Dataset entries
====================

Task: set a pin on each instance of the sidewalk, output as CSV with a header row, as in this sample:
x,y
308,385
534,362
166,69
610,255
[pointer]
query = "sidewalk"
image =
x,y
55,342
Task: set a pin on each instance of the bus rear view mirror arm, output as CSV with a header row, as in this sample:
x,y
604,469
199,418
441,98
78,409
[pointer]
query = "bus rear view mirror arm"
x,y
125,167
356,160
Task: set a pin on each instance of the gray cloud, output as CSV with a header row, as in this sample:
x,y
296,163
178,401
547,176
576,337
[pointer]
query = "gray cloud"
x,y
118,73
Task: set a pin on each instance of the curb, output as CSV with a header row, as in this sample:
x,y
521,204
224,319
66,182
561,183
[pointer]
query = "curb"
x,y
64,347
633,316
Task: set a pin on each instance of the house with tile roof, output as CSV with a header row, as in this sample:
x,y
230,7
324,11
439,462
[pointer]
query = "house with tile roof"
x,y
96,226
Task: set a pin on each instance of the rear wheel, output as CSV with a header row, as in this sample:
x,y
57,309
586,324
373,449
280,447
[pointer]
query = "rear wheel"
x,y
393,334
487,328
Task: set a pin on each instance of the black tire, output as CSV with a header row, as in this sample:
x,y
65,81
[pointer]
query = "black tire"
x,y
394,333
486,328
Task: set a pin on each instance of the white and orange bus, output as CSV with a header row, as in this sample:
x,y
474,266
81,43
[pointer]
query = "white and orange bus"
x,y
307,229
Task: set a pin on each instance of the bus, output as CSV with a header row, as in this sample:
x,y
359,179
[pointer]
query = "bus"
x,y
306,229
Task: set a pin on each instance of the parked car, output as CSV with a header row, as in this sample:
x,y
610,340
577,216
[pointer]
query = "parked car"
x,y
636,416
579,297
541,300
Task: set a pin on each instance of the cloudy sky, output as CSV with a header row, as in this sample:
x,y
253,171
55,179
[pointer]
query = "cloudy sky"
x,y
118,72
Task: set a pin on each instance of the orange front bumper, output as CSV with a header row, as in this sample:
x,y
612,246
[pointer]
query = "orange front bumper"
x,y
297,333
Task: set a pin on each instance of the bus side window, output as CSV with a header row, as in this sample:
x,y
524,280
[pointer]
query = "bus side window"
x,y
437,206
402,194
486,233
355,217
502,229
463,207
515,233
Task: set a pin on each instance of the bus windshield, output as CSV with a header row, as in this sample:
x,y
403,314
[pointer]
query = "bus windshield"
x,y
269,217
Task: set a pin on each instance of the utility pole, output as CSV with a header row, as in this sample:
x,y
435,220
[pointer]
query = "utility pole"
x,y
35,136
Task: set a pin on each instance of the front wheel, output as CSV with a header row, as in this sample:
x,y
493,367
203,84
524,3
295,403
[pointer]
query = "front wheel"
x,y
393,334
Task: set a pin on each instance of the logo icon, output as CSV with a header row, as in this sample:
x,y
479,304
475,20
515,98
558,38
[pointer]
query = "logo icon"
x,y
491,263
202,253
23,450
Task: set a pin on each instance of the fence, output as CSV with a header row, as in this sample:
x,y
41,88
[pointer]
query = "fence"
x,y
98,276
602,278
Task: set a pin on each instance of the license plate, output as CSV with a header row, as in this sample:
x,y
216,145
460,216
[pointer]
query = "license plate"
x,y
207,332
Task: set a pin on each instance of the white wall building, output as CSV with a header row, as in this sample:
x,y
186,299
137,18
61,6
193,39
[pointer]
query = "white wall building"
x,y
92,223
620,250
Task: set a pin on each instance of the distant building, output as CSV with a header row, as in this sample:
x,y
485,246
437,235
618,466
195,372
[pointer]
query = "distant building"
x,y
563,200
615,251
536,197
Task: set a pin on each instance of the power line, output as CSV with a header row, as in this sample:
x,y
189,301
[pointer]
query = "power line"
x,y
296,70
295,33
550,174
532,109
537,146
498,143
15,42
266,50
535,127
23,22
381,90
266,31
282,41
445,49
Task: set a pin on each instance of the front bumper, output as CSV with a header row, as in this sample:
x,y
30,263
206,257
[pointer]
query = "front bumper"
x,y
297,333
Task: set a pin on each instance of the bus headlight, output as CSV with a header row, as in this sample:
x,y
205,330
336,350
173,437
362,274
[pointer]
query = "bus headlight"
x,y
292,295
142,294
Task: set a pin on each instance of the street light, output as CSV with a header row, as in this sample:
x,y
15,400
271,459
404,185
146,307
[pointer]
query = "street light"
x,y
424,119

====================

▶ _The task_
Produce an exact copy of all the records.

▶ _Solution for this problem_
Task: set a pin on each instance of the sidewalk, output as CSV with a header row, as in this sample:
x,y
308,385
534,362
166,69
610,255
[pointer]
query = "sidewalk"
image =
x,y
55,342
Task: set a pin on each instance of the bus rear view mirror arm, output as CSV with a header row, as in this sample:
x,y
604,469
199,418
441,98
78,409
[pointer]
query = "bus rear view mirror arm"
x,y
125,167
356,160
Task: set a pin on each instance of the gray cloud, output as CSV with a header row, as in this sample:
x,y
296,163
178,401
547,176
576,337
[pointer]
query = "gray cloud"
x,y
118,73
Task: set a pin on each instance of the curb, output as CSV with a header row, as in this sample:
x,y
521,204
224,319
66,182
561,183
[pointer]
query = "curb"
x,y
64,347
633,316
Task: set a pin on each instance of the house with tile roof, output as CSV with a header row, as in this sample:
x,y
230,7
324,11
439,462
[pointer]
query = "house with tile roof"
x,y
96,226
Task: set a pin on each instance of the rear wheel, output as CSV with a header row, as in this sample:
x,y
57,309
586,324
373,449
280,447
[pointer]
query = "rear wheel"
x,y
393,334
487,328
Task: set a pin on each instance of the black tire, output as CSV with a header row, as in this sample:
x,y
65,81
[pointer]
query = "black tire"
x,y
394,333
486,328
Task: set a pin on each instance of the white and orange bus, output as CSV with a header row, as in this sample:
x,y
474,266
81,43
[pointer]
query = "white and orange bus"
x,y
307,229
Task: set a pin on each instance of the bus, output as CSV with a header row, as in this sample:
x,y
359,179
[pointer]
query = "bus"
x,y
306,229
Task: set a pin on each instance of the parked car, output as CSV with a header row, as in this sample:
x,y
610,340
577,216
[pointer]
query = "parked car"
x,y
636,416
579,297
541,300
Task: set a pin on each instance of the cloudy sky, output as CSV with a header row, as in this sample:
x,y
253,171
55,179
[pointer]
query = "cloudy sky"
x,y
118,72
Task: set a pin on each instance of the orange front bumper, output as CSV with a header row, as in this sample:
x,y
612,246
[pointer]
query = "orange front bumper"
x,y
297,333
Task: set a pin on each instance of the bus side window, output as CSV with a header row, as in this sample:
x,y
524,280
[pointer]
query = "bus side window"
x,y
437,206
402,194
486,233
355,217
502,229
463,207
515,233
Task: set a pin on each instance of the bus windshield, output as CSV with a header row, as in this sample:
x,y
403,314
[pointer]
query = "bus windshield"
x,y
269,217
Task: set a pin on each instance of the utility pole, output as CSV with a header row, as in this sample:
x,y
435,220
[pointer]
query = "utility pole"
x,y
35,136
Task: set a pin on each instance of the front wheel, output as CSV with a header row, as in this sample:
x,y
493,367
203,84
524,3
295,403
[pointer]
query = "front wheel"
x,y
393,334
Task: set a pin on each instance of the logo icon, output as CSV with a header row, as in this sample:
x,y
479,304
475,20
515,98
558,38
[pointer]
query = "logo icon"
x,y
491,263
202,253
23,450
Task: set a pin on each instance of the fence, output as CSV with a header row, as in this sample:
x,y
41,88
[pointer]
query = "fence"
x,y
98,276
602,278
Task: set a pin on each instance of the license plate, output as CSV with a header row, as in this sample:
x,y
216,145
460,216
[pointer]
query = "license plate"
x,y
207,332
Task: set a pin on each instance of the white wall building, output as CSV with a header row, as in this sample:
x,y
186,299
137,18
61,6
193,39
[pointer]
query = "white wall building"
x,y
92,223
620,250
Task: set a pin on each instance of the distant building, output as CSV with a header row, as in this sample:
x,y
485,246
437,235
618,466
195,372
[pointer]
query = "distant building"
x,y
563,200
615,251
536,197
Task: set a pin on each instance of the power line, output as CSV with a header row, as in this sample:
x,y
189,301
[pointer]
query = "power line"
x,y
296,70
295,33
550,174
532,109
537,146
498,143
15,42
266,50
535,127
23,22
381,90
266,31
282,41
445,49
Task: set a pin on each instance of the front bumper, output as CSV with a header row, as in this sample:
x,y
30,263
206,257
[pointer]
query = "front bumper"
x,y
297,333
Task: set a pin on each instance of the bus headlight, output as CSV with a header row, as in this sample:
x,y
205,330
336,350
173,437
362,274
[pointer]
query = "bus headlight"
x,y
292,295
142,294
Task: set a pin on each instance of the street light, output as CSV with a header row, as in this sample:
x,y
15,400
271,459
404,185
146,307
[pointer]
query = "street light"
x,y
424,119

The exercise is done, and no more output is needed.